[Entries from a pointing dataset]
========

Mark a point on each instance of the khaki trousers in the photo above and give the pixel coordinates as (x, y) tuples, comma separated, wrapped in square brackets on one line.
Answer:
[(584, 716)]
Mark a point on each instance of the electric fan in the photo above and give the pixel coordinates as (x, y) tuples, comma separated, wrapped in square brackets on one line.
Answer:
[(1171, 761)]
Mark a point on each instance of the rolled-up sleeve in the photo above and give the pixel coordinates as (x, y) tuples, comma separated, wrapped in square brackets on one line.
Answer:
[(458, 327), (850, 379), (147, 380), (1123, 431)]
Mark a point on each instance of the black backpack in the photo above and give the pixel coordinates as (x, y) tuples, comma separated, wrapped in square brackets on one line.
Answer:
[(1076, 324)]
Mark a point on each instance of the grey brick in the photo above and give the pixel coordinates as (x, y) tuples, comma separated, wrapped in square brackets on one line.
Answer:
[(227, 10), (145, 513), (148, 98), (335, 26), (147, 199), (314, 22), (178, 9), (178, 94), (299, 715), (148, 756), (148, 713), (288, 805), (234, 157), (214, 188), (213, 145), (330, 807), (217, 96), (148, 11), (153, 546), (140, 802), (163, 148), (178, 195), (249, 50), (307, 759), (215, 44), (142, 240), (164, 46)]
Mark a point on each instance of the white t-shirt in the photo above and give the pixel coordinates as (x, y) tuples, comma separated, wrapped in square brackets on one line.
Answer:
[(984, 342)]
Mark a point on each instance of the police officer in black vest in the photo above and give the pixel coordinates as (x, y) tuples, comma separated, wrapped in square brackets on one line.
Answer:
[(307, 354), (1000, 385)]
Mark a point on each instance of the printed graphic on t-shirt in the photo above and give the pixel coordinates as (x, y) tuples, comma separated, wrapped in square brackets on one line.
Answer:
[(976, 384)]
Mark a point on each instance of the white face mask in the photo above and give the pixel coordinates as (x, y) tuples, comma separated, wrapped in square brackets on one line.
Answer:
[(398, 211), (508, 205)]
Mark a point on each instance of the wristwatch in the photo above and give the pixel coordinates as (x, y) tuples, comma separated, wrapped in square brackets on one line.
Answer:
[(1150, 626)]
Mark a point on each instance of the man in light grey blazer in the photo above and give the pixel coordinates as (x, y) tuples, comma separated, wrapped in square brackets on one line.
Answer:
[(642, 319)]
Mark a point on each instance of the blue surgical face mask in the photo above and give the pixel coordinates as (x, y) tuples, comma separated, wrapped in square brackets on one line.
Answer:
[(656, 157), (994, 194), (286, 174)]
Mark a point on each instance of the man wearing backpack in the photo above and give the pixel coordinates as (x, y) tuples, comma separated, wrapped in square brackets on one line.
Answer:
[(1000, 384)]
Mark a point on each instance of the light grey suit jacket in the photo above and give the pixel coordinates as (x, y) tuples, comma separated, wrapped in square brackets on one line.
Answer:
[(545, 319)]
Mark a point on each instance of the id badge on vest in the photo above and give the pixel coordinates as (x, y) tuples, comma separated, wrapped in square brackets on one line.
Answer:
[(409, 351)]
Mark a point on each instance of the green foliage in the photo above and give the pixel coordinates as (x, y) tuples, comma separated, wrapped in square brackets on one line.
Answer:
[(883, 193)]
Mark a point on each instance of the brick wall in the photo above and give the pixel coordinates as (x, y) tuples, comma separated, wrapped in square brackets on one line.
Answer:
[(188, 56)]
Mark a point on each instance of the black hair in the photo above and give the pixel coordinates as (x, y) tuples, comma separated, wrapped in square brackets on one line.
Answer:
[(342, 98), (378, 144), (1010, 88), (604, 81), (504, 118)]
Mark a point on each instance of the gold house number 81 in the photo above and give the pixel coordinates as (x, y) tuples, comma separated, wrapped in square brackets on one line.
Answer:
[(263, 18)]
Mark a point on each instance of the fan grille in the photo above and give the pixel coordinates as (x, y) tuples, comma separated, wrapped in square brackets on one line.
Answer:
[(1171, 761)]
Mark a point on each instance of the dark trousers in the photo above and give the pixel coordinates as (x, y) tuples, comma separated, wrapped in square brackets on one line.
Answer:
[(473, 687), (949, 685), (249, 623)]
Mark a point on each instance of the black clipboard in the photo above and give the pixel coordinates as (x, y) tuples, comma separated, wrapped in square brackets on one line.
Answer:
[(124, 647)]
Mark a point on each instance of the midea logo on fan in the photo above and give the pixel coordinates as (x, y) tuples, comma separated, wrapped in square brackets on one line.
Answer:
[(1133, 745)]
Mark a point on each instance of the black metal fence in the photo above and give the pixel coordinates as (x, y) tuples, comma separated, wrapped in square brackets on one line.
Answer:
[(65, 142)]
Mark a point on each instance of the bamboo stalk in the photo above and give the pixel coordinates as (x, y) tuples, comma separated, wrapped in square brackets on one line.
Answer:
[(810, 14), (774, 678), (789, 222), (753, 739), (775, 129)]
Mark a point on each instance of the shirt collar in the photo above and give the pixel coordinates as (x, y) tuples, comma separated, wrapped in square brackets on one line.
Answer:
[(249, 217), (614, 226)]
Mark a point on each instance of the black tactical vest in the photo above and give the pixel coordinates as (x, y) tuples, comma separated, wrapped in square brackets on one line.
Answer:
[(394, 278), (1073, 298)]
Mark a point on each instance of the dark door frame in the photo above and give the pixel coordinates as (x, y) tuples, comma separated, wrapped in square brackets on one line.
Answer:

========

[WHAT YOU SHOULD DO] Repeat every item above word for word, keeping the original order.

[EXERCISE ANSWER]
Mark a point on each instance of the khaki trousers in the photo above and give the pixel coordinates as (x, y) tuples, comma separated, wrapped in square brackets on one line.
Answer:
[(584, 716)]
Mark a point on each instance of the electric fan in the photo above and give the pixel coordinates as (x, y) tuples, comma separated, wrapped in square brackets on one line.
Answer:
[(1171, 761)]
Mark a point on each instance of the rolled-up sleeve in the photo above and give the pixel coordinates as (x, y) tuples, comma separated, wrapped in square brackets on one line.
Answer:
[(458, 327), (850, 379), (147, 380), (1123, 431)]
Mark a point on each instance of the black backpack in the photo above and give the pixel coordinates as (x, y) tuples, comma separated, wrapped in square brackets on one line.
Answer:
[(1076, 324)]
Mark a point on each instance of the grey brick in the photo above and give the pixel coordinates as (x, y) tuples, comma separated, wrapped in square brackets on one line.
Answer:
[(227, 10), (145, 513), (148, 98), (335, 26), (147, 199), (314, 22), (178, 9), (178, 94), (299, 715), (148, 756), (148, 713), (288, 805), (234, 157), (214, 188), (213, 145), (330, 807), (217, 96), (148, 11), (153, 546), (140, 802), (163, 148), (178, 195), (249, 50), (307, 759), (215, 44), (142, 240), (164, 46)]
Mark a point on each instance of the white t-shirt in the photo above and give the pixel coordinates as (x, y) tuples, comma separated, wrapped in square brackets on one line.
Answer:
[(984, 342)]
Mark a point on each instance of the police officer in black vest in the photo above and give the pixel coordinates as (x, y) tuples, comma separated, wrapped in square brackets on one line.
Answer:
[(307, 354), (1000, 385)]
Mark a point on each instance of the printed graphic on t-shirt in the photo above and give the pixel coordinates as (x, y) tuples, comma separated, wrapped in square brackets on one line.
Answer:
[(976, 384)]
Mark a point on each instance of the white face mask in the photo above and give the pixel coordinates as (x, y) tuples, comma separated, wrapped in square brackets on one line.
Answer:
[(398, 211), (508, 205)]
Mark a point on each instance of the wristwatch in the photo above and give the pixel coordinates as (x, y) tuples, comma separated, wrapped in square brackets on one line.
Answer:
[(1150, 626)]
Mark a point on each instance of the man in light grey blazer in the photo above and give the pixel coordinates as (x, y) tuples, comma separated, wrapped in square brackets on one line.
Answer:
[(642, 319)]
Mark a point on each instance of the blue surgical face mask in the photo above and give the pixel coordinates as (x, y) tuples, comma separated, wrapped in square brackets on one line.
Answer:
[(656, 157), (994, 194), (286, 174)]
Mark a point on each instance of the man wearing backpack in the photo above and give the pixel coordinates as (x, y) tuples, comma separated, wrapped in square brackets on one line.
Answer:
[(1000, 384)]
Mark a point on each instance of the light grey suit jacket in the photo above and give the pixel coordinates as (x, y) tuples, comma separated, wrapped in square brackets on one line.
Answer:
[(545, 319)]
Mark a point on each instance of the id badge on vest in the photo above and give the pixel coordinates as (x, y) tuples, comma separated, wrapped in square brackets on one line.
Answer:
[(409, 351)]
Mark a point on each instance of the green foliage in the photo above and give the pixel coordinates as (x, y) tuples, comma separated, wrapped in square brackets on one line.
Answer:
[(883, 193)]
Mark a point on each instance of the brick wall in the photo above and give the pixel coordinates as (x, y) tuples, comma separated, wrapped in square brackets on one line.
Answer:
[(188, 56)]
Mark a point on each instance of the black hair in the photo above and give the pixel coordinates as (x, y) tuples, comma separated, wrapped in square brackets on one line.
Answer:
[(342, 98), (378, 144), (1010, 88), (604, 81), (504, 118)]
Mark a point on each instance of the gold house number 81 in the photo above and give the pixel coordinates as (x, y) tuples, comma separated, wrapped in square brackets on one line.
Answer:
[(263, 18)]
Mark a point on each instance of the fan grille in the photo above and give the pixel coordinates as (x, y) tuples, comma separated, wrapped in square brackets on one line.
Answer:
[(1171, 761)]
Mark a point on each instance of the dark trousers in the photo above and give the pixel coordinates as (x, y) tuples, comma separated, wrapped in square brackets on one line.
Answer:
[(473, 687), (949, 685), (249, 623)]
Mark a point on each instance of the black clipboard in the photo above and give the pixel coordinates as (x, y) tuples, comma separated, wrapped in square brackets on one line.
Answer:
[(124, 647)]
Mark a point on each instance of the midea logo on fan in the photo above and give the pixel coordinates as (x, y) tuples, comma separated, wrapped in square brackets on one line.
Answer:
[(1133, 745)]
Mark a point on each instance of the black metal fence in the photo above and give the pixel coordinates as (x, y) tuples, comma separated, wrapped in square brackets on one line.
Answer:
[(65, 142)]
Mark a point on each instance of the bamboo stalk in the photo above and give the pixel coordinates as (x, y) tuples, comma separated, wrapped in square brackets on one line.
Answer:
[(810, 14), (774, 678), (789, 222), (753, 739), (775, 129)]
Mark a point on each instance of the shirt collar in the photo above and give the pixel coordinates as (x, y) tuples, comma separated, wrapped in square brackets on one line.
Answer:
[(249, 217), (614, 226)]
Mark a point on each instance of the black tactical vest in the photo above and give the pixel coordinates as (x, y) tuples, comma separated, wrapped in square brackets on one line.
Answer:
[(394, 278), (1073, 298)]
Mark a point on each instance of the dark door frame in the photo above and give the pixel coordinates as (x, y) tuples, comma separated, wrapped in square brackets on one line.
Answer:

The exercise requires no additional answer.